■ **Exercise input**
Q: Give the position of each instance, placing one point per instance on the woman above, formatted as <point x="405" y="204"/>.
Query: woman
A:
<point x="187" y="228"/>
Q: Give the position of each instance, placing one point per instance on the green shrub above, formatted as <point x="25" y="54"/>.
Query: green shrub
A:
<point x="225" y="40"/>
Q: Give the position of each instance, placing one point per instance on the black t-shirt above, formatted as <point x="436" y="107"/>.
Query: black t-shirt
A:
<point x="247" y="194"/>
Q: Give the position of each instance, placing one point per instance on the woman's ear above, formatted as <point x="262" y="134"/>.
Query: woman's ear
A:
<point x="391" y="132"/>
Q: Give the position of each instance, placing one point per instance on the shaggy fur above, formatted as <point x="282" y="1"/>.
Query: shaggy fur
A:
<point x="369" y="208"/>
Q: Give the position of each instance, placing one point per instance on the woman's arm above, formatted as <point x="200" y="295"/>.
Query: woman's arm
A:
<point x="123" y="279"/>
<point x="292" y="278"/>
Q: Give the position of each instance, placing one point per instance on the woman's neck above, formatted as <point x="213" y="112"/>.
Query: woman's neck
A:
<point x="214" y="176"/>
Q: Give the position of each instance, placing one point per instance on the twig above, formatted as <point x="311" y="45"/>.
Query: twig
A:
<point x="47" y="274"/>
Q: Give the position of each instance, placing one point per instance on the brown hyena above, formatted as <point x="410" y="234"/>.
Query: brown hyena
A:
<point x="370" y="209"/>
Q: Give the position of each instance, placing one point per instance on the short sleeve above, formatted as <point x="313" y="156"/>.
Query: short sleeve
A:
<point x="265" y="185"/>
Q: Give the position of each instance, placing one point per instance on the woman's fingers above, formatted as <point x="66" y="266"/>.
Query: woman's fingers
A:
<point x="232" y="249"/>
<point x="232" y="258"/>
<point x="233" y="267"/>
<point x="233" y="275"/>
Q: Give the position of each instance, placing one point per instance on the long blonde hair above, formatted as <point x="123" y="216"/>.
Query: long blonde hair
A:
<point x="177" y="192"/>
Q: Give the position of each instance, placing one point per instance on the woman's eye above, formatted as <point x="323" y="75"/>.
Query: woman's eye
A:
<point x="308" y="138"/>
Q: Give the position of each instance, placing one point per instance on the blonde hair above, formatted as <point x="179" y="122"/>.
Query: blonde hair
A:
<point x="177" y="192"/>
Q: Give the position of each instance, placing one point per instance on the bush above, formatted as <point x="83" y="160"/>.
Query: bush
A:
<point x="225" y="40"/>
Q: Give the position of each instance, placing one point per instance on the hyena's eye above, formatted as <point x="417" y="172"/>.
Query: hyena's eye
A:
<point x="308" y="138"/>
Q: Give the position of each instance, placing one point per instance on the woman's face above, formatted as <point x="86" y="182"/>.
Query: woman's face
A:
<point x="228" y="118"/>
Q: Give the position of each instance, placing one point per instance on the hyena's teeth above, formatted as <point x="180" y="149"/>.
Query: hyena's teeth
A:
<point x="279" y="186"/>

■ **Exercise objective**
Give every line of the material again, exactly as it reads.

■ **Finished answer**
Q: Give the position of each instance, placing one point per instance on the woman above, formatted as <point x="405" y="204"/>.
Query: woman
A:
<point x="187" y="228"/>
Q: Give the position of each instance, placing one point per instance on the green shrub above, formatted as <point x="25" y="54"/>.
Query: green shrub
A:
<point x="225" y="40"/>
Q: Give the position of each instance, placing one point per instance on the black t-shirt above, formatted as <point x="436" y="107"/>.
Query: black t-shirt
A:
<point x="247" y="194"/>
Q: Give the position of each instance, placing one point per instance on the woman's ear above, formatted as <point x="262" y="134"/>.
Query: woman's ear
A:
<point x="391" y="132"/>
Q: Give the position of each instance, placing one point per instance on the shaggy fur above, formatted as <point x="282" y="1"/>.
Query: shaggy fur
A:
<point x="369" y="208"/>
Q: Give the position of each instance, placing one point per instance on the woman's arm above, formatted as <point x="200" y="295"/>.
Query: woman's arm
A:
<point x="123" y="279"/>
<point x="292" y="278"/>
Q: Give the position of each instance, placing one point per instance on the woman's neck above, formatted as <point x="213" y="112"/>.
Query: woman's neck
A:
<point x="214" y="176"/>
Q: Give the position of each instance, placing one point per instance on the twig above, formatted as <point x="311" y="45"/>.
Query: twig
A:
<point x="47" y="274"/>
Q: Give the position of each instance, placing one point per instance on the brown hyena above, formatted as <point x="410" y="234"/>.
Query: brown hyena
A:
<point x="370" y="209"/>
Q: Give the position of each instance, placing one point per instance on the short sleeve above, formatted as <point x="313" y="156"/>.
Query: short sleeve
A:
<point x="265" y="185"/>
Q: Give the position of each instance, placing one point per instance on the woman's fingers above, formatted as <point x="66" y="266"/>.
Query: woman's fingers
A:
<point x="232" y="249"/>
<point x="232" y="258"/>
<point x="233" y="267"/>
<point x="233" y="275"/>
Q: Give the position of each instance, placing one point per instance on the long blonde hair above, formatted as <point x="123" y="216"/>.
Query: long blonde hair
A:
<point x="177" y="192"/>
Q: Give the position of each instance, placing one point per instance on the woman's eye above, formatted as <point x="323" y="75"/>.
Query: woman's eye
A:
<point x="308" y="138"/>
Q: Give the position of each instance, placing one point per instance on the blonde hair above, formatted as <point x="179" y="122"/>.
Query: blonde hair
A:
<point x="177" y="192"/>
Q: Give the position of each instance, placing one point per instance on the bush above, formatted as <point x="83" y="160"/>.
Query: bush
A:
<point x="225" y="40"/>
Q: Give the position of each instance, placing one point per instance on the hyena's eye above, formatted as <point x="417" y="172"/>.
Query: hyena's eye
A:
<point x="308" y="138"/>
Q: Give the position of each instance, placing one point per instance on the woman's face above, formatted as <point x="86" y="182"/>.
Query: woman's face
A:
<point x="228" y="118"/>
Q: Give the position of each instance, placing one point per instance on the hyena's teeth above, formatted as <point x="180" y="149"/>.
Query: hyena's teeth
A:
<point x="279" y="186"/>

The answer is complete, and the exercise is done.